§ **TEKS BACAAN**
Mempelajari Islam dengan Berbagai Disiplin Keilmuan - Atorcator

Atorcator

Menulis adalah usaha merawat kejernihan berpikir, menjaga kewarasan, dan menyimpan memori sebelum dunia terkatup.

Latest Update
Fetching data...

05 Mei 2019

Mempelajari Islam dengan Berbagai Disiplin Keilmuan

Prof. Sumanto Al Qurtuby seorang doesen di timur tengah, Profesor Antropologi Budaya King Fahd University of Petroleum and Minerals


Penulis: Sumanto Al Qurtuby

Atorcator.Com - Islam, sebagai sebuah agama, sebagaimana agama-agama lain, bukan hanya sebuah dogma dan ajaran tapi juga merupakan "fenomena sosial". Doktrin dan ajaran Islam pun bukan turun di ruang hampa, melainkan selalu terkait dengan proses-proses sosial masyarakat Muslim sebagai "komunitas Islam". Karena itu Islam tidak bisa dipisahkan dengan Muslim. Dan karena itu pula Islam bisa dipelajari dari berbagai sudut pandang keilmuan bukan melulu "ilmu-ilmu keislaman" seperti ilmu hadis, ilmu tafsir, ilmu fiqih, dlsb.

§ **DATA YANG DIBERIKAN**
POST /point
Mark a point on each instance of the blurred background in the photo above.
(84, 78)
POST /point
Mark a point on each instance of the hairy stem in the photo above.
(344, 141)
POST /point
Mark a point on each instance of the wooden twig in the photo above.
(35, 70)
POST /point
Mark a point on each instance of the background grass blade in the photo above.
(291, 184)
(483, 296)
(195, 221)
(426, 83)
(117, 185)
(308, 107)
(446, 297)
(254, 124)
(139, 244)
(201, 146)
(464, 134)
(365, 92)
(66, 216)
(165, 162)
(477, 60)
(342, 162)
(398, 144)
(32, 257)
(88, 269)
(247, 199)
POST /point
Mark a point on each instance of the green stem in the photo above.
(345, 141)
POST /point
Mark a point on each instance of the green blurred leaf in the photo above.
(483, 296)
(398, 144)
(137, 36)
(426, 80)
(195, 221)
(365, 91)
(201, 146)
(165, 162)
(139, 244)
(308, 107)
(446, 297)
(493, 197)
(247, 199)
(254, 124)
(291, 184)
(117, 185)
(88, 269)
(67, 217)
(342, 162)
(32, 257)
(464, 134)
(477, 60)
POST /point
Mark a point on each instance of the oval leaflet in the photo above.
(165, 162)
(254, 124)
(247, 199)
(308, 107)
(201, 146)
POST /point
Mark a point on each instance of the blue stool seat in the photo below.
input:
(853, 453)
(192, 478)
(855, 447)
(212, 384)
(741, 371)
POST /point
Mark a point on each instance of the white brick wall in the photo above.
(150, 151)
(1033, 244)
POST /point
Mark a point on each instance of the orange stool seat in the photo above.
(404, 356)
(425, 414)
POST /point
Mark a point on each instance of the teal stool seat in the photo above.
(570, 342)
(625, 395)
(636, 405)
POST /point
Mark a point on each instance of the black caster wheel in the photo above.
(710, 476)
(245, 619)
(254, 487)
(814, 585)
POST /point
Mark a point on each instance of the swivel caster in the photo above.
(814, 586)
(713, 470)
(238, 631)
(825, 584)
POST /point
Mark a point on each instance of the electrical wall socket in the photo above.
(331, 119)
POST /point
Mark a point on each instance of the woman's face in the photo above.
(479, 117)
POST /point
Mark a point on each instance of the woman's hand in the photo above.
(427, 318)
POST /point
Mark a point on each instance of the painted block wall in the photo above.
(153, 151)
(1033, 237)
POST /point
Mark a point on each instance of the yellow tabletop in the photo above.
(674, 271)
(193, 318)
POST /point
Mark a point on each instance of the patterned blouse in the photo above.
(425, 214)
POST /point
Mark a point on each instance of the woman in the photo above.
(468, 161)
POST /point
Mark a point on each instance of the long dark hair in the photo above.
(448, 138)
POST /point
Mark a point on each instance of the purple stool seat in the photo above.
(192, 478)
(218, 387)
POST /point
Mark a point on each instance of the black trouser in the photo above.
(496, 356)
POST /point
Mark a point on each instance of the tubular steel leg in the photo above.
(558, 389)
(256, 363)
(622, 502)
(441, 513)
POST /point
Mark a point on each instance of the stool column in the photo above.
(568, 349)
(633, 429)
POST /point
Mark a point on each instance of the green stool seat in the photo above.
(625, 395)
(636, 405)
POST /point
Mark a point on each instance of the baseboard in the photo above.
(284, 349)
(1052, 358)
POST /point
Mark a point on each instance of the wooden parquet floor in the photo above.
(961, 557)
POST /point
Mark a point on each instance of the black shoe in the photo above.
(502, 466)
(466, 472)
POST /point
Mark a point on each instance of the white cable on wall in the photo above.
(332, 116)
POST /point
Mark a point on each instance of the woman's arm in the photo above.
* * *
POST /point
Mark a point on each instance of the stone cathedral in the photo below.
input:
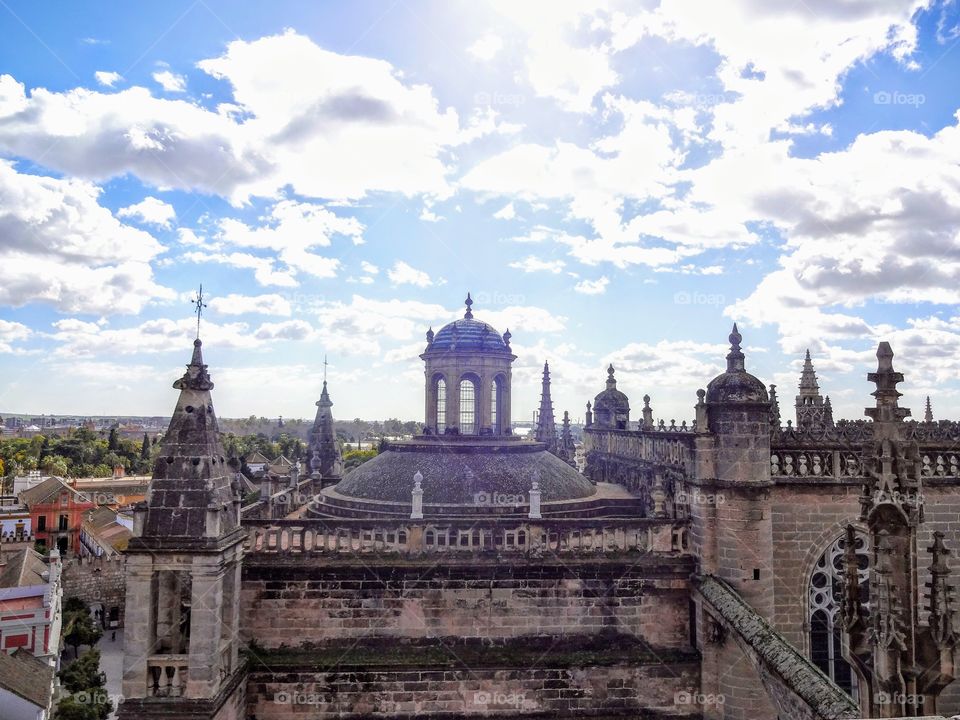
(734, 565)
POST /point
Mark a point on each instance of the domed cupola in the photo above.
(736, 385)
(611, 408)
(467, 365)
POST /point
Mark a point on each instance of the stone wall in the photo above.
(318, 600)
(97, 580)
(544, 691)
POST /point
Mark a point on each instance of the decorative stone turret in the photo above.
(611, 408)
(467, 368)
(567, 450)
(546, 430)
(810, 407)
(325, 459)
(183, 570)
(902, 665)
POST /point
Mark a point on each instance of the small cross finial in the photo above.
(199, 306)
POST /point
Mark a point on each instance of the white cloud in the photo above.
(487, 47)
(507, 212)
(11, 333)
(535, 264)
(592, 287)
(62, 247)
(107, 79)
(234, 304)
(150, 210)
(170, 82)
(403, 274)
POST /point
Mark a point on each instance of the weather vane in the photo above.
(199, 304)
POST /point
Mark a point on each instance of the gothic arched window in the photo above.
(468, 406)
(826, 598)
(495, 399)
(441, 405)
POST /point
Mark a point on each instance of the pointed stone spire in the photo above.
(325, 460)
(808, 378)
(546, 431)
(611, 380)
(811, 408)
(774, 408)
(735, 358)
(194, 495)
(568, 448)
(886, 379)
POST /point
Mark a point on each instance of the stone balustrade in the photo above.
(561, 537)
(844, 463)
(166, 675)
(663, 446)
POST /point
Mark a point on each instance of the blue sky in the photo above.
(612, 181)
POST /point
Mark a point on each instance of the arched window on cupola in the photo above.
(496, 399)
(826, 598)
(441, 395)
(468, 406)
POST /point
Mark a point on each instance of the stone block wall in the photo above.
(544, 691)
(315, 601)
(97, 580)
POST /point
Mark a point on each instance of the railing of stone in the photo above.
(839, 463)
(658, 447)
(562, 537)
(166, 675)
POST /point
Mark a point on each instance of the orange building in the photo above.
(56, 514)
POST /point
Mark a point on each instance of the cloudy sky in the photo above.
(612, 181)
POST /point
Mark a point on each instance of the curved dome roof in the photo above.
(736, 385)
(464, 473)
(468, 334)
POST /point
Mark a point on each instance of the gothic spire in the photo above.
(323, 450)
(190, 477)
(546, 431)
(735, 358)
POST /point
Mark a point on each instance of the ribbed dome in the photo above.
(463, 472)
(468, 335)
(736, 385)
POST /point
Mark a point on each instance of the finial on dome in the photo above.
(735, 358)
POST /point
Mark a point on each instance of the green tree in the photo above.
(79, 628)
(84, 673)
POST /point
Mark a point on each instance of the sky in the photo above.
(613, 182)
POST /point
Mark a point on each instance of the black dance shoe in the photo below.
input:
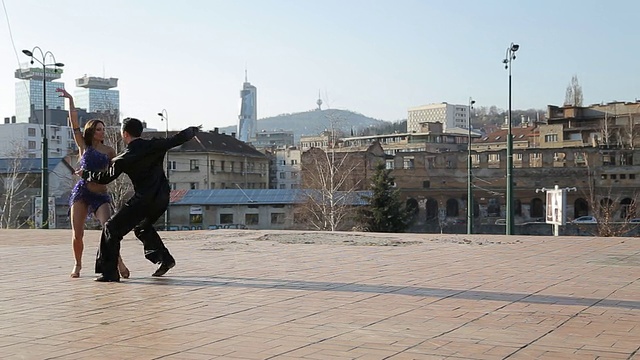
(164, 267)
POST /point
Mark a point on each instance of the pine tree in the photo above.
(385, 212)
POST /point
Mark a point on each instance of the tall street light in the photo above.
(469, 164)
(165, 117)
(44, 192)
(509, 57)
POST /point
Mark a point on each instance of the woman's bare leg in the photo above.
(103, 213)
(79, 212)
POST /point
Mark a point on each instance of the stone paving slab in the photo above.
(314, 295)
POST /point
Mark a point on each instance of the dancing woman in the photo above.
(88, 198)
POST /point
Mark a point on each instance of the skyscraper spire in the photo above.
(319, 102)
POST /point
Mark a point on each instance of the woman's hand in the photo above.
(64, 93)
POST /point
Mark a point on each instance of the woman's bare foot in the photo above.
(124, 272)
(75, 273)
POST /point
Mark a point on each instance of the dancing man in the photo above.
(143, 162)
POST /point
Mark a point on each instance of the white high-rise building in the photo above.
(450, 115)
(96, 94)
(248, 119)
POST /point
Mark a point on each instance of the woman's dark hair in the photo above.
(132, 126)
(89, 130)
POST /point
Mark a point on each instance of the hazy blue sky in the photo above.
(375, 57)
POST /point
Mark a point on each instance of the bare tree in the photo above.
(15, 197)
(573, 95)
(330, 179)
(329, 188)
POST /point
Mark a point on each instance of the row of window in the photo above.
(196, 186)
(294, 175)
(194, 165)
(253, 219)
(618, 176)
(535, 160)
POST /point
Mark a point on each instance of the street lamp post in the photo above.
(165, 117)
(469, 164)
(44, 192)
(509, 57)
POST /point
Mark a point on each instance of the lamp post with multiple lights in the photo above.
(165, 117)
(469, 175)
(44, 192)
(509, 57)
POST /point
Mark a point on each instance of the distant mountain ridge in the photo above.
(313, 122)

§ **YANG HARUS DIKERJAKAN**
• 1. Salin tanpa perubahan satu bagian teks bacaan: mulai dari kata-kata "Mempelajari Islam dengan Berbagai Disiplin Keilmuan - Atorcator" dan berhenti sesudah kata-kata "Fetching data...".
• 2. Menurut teks bacaan, selain sebagai dogma dan ajaran, Islam juga merupakan apa?
Baris-baris data tidak ada hubungannya dengan teks bacaan.

§ **JAWABAN BERNOMOR**
• 1.
Mempelajari Islam dengan Berbagai Disiplin Keilmuan - Atorcator

Atorcator

Menulis adalah usaha merawat kejernihan berpikir, menjaga kewarasan, dan menyimpan memori sebelum dunia terkatup.

Latest Update
Fetching data...

• 2. Fenomena sosial.